GIVEN TASK 1:
Do the following statements agree with the Annapurna account? For each, answer yes or no and quote the deciding words from the account.
(a) The 1992 departure with Pierre Beghin was Jean-Christophe's first Himalayan experience.
(b) In 1995 Jean-Christophe reached the summit of Annapurna by the Bonnington Spur.
(c) The 1998 accident happened above Camp 1.
GIVEN TASK 2:
Can you resume the Annapurna account after its final sentence about reaching the summit of K2 in 2001?

━━━━━ READING PASSAGE ━━━━━

Jean-Christophe Lafaille: Annapurna 2002

First the words then the pictures...

Ascent of Annapurna (8,091metres) by the East Ridge on round trip.

Annapurna’s Base Camp, May 16th 2002, 10.00 am… I can hear over the radio Jean Christophe ; he shouted for joy at Annapurna’s summit!!! The emotion is so deep that we both cry…

1992: At the age of 27, Jean-Christophe departs with Pierre Beghin for the South Face of Annapurna. It is his first Himalayan experience.

At 7,500 meters, Pierre and Jean-Christophe decide to descend in a storm that busted (broke) the previous night, which has not abated. Just as they are about to begin their descent by rappel, the rock upon which Pierre is suspended gives away and he plunges into the abyss of the South Face right in front of a terrified Jean-Christophe who is suddenly lost in this vastness lonely place.

His descent towards the bottom (and survival) was five days long. He had a broken arm caused by a stone's fall and no gear on the descent of this sheer 2,000-metre face.

1995: Jean-Christophe decides to return, in solo trip to the south face of Annapurna by the Bonnington Spur. He turns back 300 vertical meters from the summit due to adverse weather conditions.

1998: Jean-Christophe goes back to the South Face of Annapurna, again by the Bonnington Spur, but this time with 3 companions. The mountain is very snowy and an accident occurs below Camp 1 at 5,700 meters. 4 Sherpas are trapped in an avalanche, one loses his life.

Jean-Christophe said never again to Annapurna, never again to this darn mountain. Too many deaths, too many accidents, too many memories. After 1998, he climbed Manaslu (8,163 meters) in the spring of 2000. In 2001, he reached the summit of the mountain of all mountains, K2 (8,611), the 2nd highest peak in the world.

━━━━━ ROWS ━━━━━

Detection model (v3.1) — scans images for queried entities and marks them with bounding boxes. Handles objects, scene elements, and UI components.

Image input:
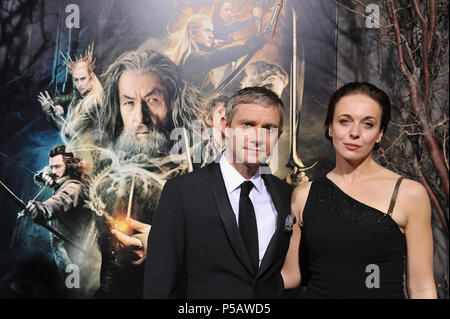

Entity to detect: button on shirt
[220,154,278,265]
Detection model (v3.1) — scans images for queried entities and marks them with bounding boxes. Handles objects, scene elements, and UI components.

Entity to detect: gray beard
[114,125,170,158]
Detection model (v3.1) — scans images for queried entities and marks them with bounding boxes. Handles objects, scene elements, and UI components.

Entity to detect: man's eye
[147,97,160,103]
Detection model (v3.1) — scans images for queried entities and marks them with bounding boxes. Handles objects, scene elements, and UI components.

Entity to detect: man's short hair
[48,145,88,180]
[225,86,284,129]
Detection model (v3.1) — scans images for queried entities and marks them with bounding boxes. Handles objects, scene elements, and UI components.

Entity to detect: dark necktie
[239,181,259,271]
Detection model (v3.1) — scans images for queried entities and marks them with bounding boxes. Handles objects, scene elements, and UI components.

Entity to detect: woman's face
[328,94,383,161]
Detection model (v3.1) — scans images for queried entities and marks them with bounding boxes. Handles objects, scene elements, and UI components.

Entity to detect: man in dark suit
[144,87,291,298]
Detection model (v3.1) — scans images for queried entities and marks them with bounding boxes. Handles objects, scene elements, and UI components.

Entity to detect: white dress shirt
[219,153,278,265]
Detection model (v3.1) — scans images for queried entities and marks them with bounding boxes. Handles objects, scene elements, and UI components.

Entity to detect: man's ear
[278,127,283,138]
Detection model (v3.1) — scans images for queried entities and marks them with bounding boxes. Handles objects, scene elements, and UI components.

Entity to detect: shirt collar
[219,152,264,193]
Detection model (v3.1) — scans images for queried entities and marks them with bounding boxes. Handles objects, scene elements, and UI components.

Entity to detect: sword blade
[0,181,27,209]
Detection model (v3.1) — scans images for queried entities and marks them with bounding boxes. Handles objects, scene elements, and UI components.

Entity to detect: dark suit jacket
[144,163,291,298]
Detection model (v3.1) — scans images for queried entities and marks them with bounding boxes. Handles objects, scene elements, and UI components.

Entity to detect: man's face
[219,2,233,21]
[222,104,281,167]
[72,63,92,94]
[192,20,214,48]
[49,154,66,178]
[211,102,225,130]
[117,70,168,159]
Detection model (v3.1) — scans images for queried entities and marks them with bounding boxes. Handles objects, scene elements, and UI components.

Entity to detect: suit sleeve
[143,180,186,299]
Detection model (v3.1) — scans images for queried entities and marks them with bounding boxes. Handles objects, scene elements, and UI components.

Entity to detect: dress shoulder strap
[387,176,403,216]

━━━━━

FINAL ANSWER 1:
(a) Yes: "It is his first Himalayan experience."
(b) No: "He turns back 300 vertical meters from the summit due to adverse weather conditions."
(c) No: "an accident occurs below Camp 1 at 5,700 meters."

FINAL ANSWER 2:
2002: A chance to share a permit for the south face of Annapurna arises. The American, Ed Viesturs, is the expedition leader. Jean Christophe and Ed get in contact via email and over the Internet. Jean Christophe has a good feeling about the team and he feels ready to return to this mountain for the 4th time.

10 years have passed since his first attempt on Annapurna and today...  he wanted to climb the south face solo, by a new route. The conditions on the south face not being very good, he changes his plans and joins the others on an attempt by the big East Ridge. 7.5 km of ridge from 7,500 meters to the summit, at 8,091 meters.

The first and only ascent of this route was made in 1984 by the Swiss climbers Erhard Loretan and Norbert Joos. They descended from the summit by the historic route on the North Face.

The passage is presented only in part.